* [What you are asked to do]: Reproduce every line of the records below verbatim.

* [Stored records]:

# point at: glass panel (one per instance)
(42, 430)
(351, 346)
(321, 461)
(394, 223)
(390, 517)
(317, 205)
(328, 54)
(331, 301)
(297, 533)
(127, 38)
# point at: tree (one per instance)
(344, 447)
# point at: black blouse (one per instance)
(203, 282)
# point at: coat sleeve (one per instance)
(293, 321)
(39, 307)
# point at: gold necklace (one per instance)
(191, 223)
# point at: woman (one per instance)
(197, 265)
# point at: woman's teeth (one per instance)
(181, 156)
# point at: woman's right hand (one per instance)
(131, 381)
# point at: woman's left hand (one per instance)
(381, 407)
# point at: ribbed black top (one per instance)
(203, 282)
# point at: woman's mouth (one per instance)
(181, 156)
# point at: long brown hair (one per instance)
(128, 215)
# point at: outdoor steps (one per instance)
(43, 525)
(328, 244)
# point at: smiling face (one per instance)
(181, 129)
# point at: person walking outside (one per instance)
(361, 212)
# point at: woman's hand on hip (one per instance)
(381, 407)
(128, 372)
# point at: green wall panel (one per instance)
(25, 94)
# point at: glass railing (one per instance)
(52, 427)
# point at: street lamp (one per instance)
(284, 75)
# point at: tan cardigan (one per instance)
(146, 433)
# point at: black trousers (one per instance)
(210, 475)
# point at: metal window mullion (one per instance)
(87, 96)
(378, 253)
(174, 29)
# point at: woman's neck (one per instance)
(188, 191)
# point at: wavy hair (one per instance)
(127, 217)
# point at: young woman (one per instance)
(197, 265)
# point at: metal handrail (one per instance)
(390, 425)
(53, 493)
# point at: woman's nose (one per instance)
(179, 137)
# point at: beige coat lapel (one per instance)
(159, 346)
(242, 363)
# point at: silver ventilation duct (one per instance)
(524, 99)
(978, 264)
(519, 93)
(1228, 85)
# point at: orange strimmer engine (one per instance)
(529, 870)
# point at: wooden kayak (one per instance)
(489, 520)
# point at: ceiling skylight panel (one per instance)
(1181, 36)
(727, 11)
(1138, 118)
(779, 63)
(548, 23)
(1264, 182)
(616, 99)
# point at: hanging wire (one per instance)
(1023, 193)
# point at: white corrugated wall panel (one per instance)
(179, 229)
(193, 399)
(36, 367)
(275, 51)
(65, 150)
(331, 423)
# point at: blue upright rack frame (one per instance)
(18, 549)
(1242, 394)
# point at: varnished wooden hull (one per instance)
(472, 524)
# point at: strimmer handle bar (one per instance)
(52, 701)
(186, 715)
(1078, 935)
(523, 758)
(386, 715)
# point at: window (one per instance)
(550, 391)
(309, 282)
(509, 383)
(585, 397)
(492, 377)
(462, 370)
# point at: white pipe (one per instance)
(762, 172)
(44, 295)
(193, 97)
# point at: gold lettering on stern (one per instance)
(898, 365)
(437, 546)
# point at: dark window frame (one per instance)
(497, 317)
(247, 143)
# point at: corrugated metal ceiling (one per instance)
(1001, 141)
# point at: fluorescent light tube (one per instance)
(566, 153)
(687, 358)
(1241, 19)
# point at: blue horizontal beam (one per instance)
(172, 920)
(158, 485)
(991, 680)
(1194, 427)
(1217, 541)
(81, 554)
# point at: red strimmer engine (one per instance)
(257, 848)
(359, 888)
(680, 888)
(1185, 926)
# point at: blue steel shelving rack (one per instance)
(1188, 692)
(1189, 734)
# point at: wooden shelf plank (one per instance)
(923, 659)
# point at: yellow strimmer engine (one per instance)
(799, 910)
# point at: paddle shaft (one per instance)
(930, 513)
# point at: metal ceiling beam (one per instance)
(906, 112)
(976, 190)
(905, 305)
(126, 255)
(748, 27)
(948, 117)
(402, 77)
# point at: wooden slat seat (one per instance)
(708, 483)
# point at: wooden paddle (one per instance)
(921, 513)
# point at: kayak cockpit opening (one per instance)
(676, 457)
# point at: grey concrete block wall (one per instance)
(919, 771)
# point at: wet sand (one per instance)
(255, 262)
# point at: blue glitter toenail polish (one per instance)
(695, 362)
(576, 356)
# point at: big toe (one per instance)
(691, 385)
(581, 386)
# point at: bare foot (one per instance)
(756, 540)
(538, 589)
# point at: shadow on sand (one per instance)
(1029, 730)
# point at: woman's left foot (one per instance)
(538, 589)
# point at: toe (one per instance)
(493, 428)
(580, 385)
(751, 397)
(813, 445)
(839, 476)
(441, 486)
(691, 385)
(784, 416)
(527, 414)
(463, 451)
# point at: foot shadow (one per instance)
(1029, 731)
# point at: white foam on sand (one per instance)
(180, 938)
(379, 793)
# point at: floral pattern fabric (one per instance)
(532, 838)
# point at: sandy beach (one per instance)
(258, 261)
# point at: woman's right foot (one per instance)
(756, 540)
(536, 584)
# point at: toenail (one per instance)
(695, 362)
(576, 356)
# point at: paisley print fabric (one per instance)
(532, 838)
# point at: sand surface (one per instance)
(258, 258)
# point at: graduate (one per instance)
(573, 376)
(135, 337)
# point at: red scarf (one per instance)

* [Completed task]:
# point at: glass panel (one per instance)
(42, 430)
(351, 346)
(321, 461)
(394, 223)
(390, 517)
(317, 205)
(328, 54)
(331, 301)
(297, 533)
(127, 38)
# point at: tree (one per instance)
(344, 447)
# point at: black blouse (one per instance)
(203, 282)
# point at: coat sleeve (one per instance)
(293, 321)
(39, 307)
# point at: gold necklace (one per instance)
(191, 223)
# point at: woman (one per instance)
(197, 265)
# point at: woman's teeth (one per instance)
(181, 156)
# point at: woman's right hand (one per instance)
(131, 381)
# point at: woman's left hand (one per instance)
(381, 407)
# point at: ribbed black top (one per instance)
(203, 282)
# point at: woman's mouth (one per instance)
(181, 156)
# point at: long brown hair (one per instance)
(128, 215)
# point at: outdoor steps (one per instance)
(43, 525)
(328, 244)
# point at: smiling face (one per instance)
(181, 129)
# point at: person walking outside (one per instance)
(361, 212)
# point at: woman's hand on hip (one per instance)
(381, 407)
(128, 372)
# point at: green wall panel (one per instance)
(25, 94)
# point at: glass railing (one per instance)
(52, 427)
# point at: street lamp (one per instance)
(284, 75)
# point at: tan cardigan (one per instance)
(146, 433)
# point at: black trousers (one per instance)
(210, 475)
# point at: metal window mullion (one per instance)
(87, 96)
(378, 253)
(174, 29)
# point at: woman's neck (one per instance)
(188, 191)
# point at: wavy hair (one per instance)
(127, 217)
# point at: young woman (one per instance)
(197, 265)
# point at: metal handrail (one per instance)
(390, 425)
(53, 493)
# point at: woman's nose (one per instance)
(179, 137)
# point at: beige coat lapel (one per instance)
(159, 346)
(242, 363)
# point at: silver ventilation duct (one per instance)
(524, 99)
(978, 264)
(519, 93)
(1228, 85)
# point at: orange strimmer engine (one per instance)
(529, 870)
# point at: wooden kayak (one per instance)
(489, 520)
# point at: ceiling skylight panel (one per instance)
(1181, 36)
(727, 11)
(1138, 118)
(779, 63)
(548, 23)
(1264, 182)
(616, 99)
# point at: hanging wire (one per instance)
(1023, 193)
# point at: white corrugated wall panel (one per instance)
(179, 229)
(193, 399)
(36, 367)
(275, 51)
(65, 150)
(331, 423)
# point at: blue upright rack frame (one per instance)
(18, 549)
(1242, 394)
# point at: varnished wooden hull (one per instance)
(472, 524)
# point at: strimmer handle bar (one per instance)
(52, 701)
(186, 715)
(1078, 935)
(523, 758)
(386, 715)
# point at: window (one per instance)
(550, 391)
(309, 282)
(509, 383)
(585, 397)
(492, 377)
(462, 370)
# point at: white pipe (one per instance)
(762, 172)
(44, 295)
(193, 97)
# point at: gold lettering on stern (one per instance)
(898, 365)
(437, 546)
# point at: dark window frame (one per instance)
(497, 317)
(247, 143)
# point at: corrugated metal ceiling (one per instance)
(1001, 141)
# point at: fluorescent light tube (one per instance)
(566, 153)
(687, 358)
(1241, 19)
# point at: blue horizontal beam (one per instance)
(172, 920)
(158, 485)
(991, 680)
(1194, 427)
(1217, 541)
(81, 554)
# point at: red strimmer engine (one per instance)
(257, 848)
(359, 888)
(680, 888)
(1185, 926)
# point at: blue steel shelving rack (one per instance)
(1188, 692)
(1189, 734)
# point at: wooden shelf plank (one per instance)
(923, 659)
# point at: yellow strimmer engine (one per instance)
(799, 910)
# point at: paddle shaft (one per instance)
(930, 513)
# point at: metal ceiling beam (one per instance)
(906, 112)
(976, 190)
(905, 305)
(126, 255)
(748, 27)
(948, 117)
(402, 77)
# point at: wooden slat seat (one per instance)
(708, 483)
# point at: wooden paddle (one per instance)
(921, 513)
# point at: kayak cockpit opening (one per instance)
(676, 457)
# point at: grey concrete block wall (one per instance)
(919, 771)
# point at: wet sand (one per instance)
(255, 262)
# point at: blue glitter toenail polish (one per instance)
(695, 362)
(576, 356)
# point at: big toe (one per instance)
(691, 385)
(581, 386)
# point at: bare foot (one per instance)
(756, 540)
(538, 589)
# point at: shadow on sand (one per instance)
(1029, 730)
# point at: woman's left foot (one per instance)
(538, 589)
# point at: toe (one per instance)
(493, 428)
(580, 385)
(751, 397)
(813, 445)
(839, 476)
(441, 486)
(691, 385)
(784, 416)
(527, 414)
(463, 451)
# point at: foot shadow (one per instance)
(1029, 731)
# point at: white foam on sand (one per instance)
(180, 938)
(379, 793)
# point at: floral pattern fabric (one per instance)
(532, 838)
# point at: sandy beach (one per instance)
(258, 261)
# point at: woman's right foot (one per instance)
(756, 540)
(536, 584)
# point at: toenail (one per instance)
(695, 362)
(576, 356)
# point at: paisley print fabric (one per instance)
(532, 838)
# point at: sand surface (one per instance)
(258, 258)
# point at: graduate (one per instance)
(573, 376)
(135, 337)
# point at: red scarf (one per instance)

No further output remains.